List every line from the items below that contains the word "white", copying each such line in full.

#### [Task data]
— start —

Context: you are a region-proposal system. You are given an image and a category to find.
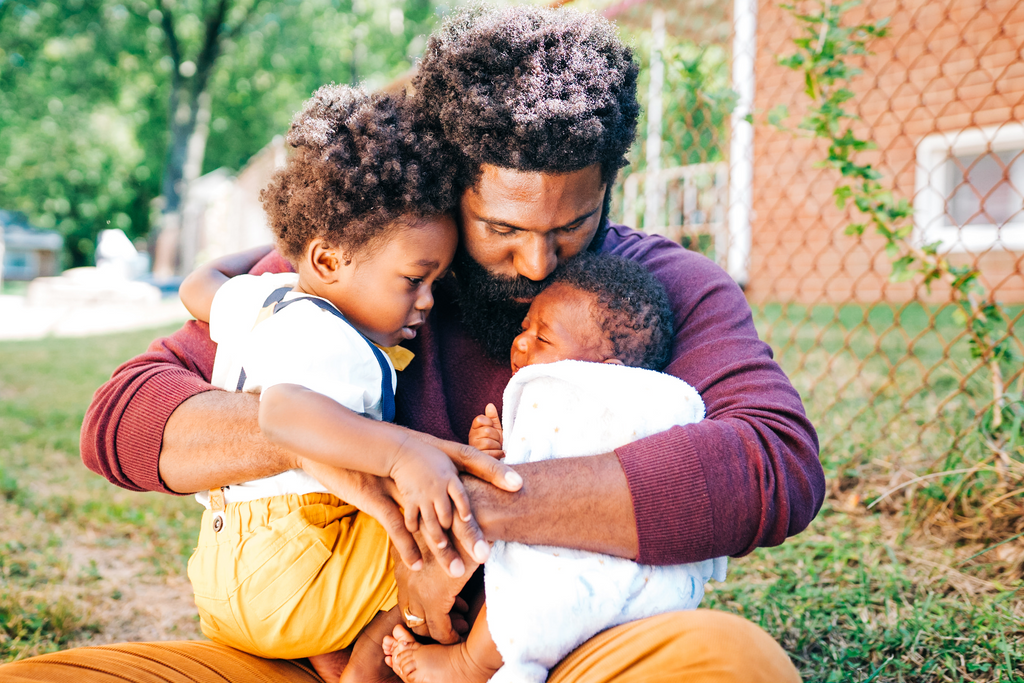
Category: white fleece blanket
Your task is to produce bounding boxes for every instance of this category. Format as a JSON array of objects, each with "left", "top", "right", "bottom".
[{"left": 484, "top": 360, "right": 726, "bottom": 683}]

— end —
— start —

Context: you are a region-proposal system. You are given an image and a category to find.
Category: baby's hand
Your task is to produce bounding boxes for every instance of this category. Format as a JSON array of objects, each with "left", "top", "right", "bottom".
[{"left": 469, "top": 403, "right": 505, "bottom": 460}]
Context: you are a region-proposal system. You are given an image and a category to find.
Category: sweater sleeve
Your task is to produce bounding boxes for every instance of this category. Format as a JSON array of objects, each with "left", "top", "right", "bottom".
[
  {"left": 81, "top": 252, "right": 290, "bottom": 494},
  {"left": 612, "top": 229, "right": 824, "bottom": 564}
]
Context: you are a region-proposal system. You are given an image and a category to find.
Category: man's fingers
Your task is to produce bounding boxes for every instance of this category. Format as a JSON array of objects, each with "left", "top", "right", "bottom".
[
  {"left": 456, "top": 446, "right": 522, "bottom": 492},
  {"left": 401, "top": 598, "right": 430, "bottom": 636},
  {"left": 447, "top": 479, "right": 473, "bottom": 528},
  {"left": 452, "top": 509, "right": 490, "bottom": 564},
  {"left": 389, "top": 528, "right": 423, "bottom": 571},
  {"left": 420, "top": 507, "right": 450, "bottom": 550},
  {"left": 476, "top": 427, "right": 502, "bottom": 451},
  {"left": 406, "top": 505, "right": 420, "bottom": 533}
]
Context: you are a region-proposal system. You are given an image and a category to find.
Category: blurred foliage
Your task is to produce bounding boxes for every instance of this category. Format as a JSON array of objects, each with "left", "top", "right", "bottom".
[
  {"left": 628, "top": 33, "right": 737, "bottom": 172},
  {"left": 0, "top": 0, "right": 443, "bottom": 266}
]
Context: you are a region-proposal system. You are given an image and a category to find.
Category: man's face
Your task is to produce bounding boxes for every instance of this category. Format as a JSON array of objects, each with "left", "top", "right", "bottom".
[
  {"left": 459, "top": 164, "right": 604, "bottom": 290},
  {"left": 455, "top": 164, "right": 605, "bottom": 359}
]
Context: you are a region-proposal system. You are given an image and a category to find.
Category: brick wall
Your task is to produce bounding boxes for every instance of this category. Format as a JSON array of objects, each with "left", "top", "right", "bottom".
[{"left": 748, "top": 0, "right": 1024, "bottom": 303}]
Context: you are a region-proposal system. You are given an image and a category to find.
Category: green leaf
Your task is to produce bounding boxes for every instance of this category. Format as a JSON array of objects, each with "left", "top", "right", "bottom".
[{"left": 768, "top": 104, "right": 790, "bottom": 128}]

— end —
— start —

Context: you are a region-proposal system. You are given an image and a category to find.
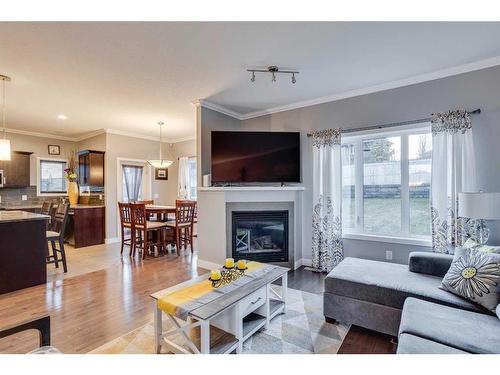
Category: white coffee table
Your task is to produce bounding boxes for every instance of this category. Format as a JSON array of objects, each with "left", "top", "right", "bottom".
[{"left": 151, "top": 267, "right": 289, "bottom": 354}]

— end —

#### [Final answer]
Category: white fleece blanket
Category: white coffee table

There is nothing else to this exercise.